=== Exercise task ===
Repeat verbatim the lines of the data below, beginning with the line containing "Target: white saucer" and continuing to the end.

=== Dataset excerpts ===
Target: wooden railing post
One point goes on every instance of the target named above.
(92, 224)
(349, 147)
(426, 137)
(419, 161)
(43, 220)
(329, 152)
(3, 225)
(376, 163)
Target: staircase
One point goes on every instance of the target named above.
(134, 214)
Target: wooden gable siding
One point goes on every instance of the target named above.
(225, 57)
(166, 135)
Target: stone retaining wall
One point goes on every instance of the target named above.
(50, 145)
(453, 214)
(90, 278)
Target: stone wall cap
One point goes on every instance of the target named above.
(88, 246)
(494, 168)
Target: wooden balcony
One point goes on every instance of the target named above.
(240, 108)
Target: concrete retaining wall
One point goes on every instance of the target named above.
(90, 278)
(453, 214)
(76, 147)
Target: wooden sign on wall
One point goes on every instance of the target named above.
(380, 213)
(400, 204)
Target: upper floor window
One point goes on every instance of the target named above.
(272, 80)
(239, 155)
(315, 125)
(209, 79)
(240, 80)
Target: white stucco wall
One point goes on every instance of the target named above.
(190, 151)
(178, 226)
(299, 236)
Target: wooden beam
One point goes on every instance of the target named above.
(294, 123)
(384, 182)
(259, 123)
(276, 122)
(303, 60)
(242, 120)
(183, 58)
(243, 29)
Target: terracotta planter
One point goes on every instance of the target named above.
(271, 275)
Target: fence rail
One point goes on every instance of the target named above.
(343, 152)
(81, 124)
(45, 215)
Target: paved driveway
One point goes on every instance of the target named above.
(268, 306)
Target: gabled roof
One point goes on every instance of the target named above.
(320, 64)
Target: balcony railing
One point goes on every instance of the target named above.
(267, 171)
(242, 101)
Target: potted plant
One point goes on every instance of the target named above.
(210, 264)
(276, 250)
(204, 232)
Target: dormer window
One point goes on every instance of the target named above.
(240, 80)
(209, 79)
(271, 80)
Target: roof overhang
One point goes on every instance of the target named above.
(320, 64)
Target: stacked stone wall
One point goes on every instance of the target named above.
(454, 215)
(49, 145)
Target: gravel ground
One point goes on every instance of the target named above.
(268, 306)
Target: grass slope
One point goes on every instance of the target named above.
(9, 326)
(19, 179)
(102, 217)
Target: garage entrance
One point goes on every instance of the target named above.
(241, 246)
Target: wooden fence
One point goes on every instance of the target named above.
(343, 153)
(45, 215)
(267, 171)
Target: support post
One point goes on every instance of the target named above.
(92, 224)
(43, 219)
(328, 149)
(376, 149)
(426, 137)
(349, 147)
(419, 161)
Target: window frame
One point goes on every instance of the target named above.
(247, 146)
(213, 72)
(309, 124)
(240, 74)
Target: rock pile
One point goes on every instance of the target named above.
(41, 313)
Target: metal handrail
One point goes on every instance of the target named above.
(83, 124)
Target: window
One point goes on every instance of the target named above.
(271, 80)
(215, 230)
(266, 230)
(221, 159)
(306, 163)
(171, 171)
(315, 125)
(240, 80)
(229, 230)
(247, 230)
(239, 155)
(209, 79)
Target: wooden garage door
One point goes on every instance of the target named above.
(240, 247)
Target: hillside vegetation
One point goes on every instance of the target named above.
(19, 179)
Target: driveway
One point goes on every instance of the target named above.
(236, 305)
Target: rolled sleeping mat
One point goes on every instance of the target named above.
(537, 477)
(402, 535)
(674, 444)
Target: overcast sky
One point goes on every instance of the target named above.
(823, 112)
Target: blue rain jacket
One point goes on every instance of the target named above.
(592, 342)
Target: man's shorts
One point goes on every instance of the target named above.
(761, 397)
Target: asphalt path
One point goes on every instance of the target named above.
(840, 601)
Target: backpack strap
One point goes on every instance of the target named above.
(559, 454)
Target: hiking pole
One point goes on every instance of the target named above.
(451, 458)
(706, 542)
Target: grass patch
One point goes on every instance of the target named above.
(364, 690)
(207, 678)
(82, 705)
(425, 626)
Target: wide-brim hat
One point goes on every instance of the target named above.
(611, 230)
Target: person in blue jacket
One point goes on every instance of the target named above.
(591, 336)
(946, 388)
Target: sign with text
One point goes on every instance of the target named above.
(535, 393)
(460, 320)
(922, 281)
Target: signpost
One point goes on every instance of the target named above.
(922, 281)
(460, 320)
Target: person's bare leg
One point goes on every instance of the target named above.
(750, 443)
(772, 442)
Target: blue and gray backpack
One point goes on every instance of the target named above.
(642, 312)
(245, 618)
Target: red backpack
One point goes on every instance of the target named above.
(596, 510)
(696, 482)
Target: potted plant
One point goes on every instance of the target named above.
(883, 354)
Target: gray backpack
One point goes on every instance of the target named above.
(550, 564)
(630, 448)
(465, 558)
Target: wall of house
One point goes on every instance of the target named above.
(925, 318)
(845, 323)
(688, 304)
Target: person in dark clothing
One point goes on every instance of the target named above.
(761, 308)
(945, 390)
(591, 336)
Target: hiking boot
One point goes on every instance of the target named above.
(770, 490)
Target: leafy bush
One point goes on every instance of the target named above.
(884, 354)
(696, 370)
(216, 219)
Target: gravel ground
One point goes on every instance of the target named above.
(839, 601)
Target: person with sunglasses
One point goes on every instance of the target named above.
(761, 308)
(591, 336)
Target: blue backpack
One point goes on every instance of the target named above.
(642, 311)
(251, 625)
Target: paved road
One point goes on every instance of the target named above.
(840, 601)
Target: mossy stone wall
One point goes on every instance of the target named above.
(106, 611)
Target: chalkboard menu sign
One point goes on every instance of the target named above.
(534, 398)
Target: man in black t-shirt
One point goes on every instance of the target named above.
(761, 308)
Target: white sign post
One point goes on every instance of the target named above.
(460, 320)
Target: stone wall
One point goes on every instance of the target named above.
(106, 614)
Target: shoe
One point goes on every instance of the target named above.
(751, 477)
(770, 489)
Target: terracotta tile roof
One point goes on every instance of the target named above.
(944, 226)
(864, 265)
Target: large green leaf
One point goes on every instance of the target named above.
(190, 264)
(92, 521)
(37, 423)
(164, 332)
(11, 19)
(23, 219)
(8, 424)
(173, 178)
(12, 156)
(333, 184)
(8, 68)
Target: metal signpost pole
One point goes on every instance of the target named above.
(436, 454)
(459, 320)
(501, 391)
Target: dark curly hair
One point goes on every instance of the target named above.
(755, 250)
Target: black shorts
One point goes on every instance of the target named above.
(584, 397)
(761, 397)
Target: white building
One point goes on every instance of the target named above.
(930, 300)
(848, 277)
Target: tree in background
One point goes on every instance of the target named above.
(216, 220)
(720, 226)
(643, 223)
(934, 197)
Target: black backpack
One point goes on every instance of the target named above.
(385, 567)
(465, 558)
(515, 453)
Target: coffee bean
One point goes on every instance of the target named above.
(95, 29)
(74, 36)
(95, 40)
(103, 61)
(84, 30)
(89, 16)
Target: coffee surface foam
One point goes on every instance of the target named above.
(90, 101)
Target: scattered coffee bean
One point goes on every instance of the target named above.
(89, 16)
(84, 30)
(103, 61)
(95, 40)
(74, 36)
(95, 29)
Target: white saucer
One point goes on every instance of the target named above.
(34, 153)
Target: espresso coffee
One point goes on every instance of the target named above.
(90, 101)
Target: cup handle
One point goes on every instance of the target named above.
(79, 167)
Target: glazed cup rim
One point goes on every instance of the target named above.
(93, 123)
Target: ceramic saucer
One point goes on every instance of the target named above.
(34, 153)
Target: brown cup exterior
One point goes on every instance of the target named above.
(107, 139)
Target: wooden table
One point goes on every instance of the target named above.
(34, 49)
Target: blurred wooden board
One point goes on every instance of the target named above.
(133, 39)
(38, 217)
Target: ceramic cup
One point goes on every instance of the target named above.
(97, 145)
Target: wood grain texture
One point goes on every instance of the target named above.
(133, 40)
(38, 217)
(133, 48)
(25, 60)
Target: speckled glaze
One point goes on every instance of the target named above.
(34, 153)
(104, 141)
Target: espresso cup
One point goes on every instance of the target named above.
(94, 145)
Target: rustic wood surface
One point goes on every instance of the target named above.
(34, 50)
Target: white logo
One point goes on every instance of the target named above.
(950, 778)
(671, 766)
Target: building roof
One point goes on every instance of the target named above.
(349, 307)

=== Response to the exercise ===
Target: white saucer
One point goes on every instance of the target named above.
(34, 153)
Target: espresso coffee
One point goes on every instance of the target named above.
(90, 101)
Target: cup handle
One point goes on every instance of the target named above.
(79, 167)
Target: glazed cup rim
One point goes on every instance of the target named above.
(93, 123)
Target: ceramic saucer
One point goes on every instance of the target named above.
(34, 153)
Target: brown cup exterior
One point goes on every instance of the target named above.
(107, 139)
Target: wooden table
One point goes on every instance of the target named above.
(34, 49)
Target: blurred wooden board
One point goes on every instance of the target named above.
(133, 39)
(38, 217)
Target: ceramic cup
One point goes on every instance of the target named above.
(97, 145)
Target: wood grain texture
One point goes on every instance of the target named above.
(133, 40)
(38, 217)
(133, 48)
(25, 60)
Target: speckled glaze
One point goes on every instance of the target named above.
(34, 153)
(104, 141)
Target: espresso cup
One point goes on every instance of the target named above.
(94, 145)
Target: rustic wood surface
One point goes on every instance of the target named above.
(34, 50)
Target: white logo
One point goes on every instance of the target named above.
(950, 778)
(671, 766)
Target: building roof
One point goes on every instance of the target named above.
(349, 307)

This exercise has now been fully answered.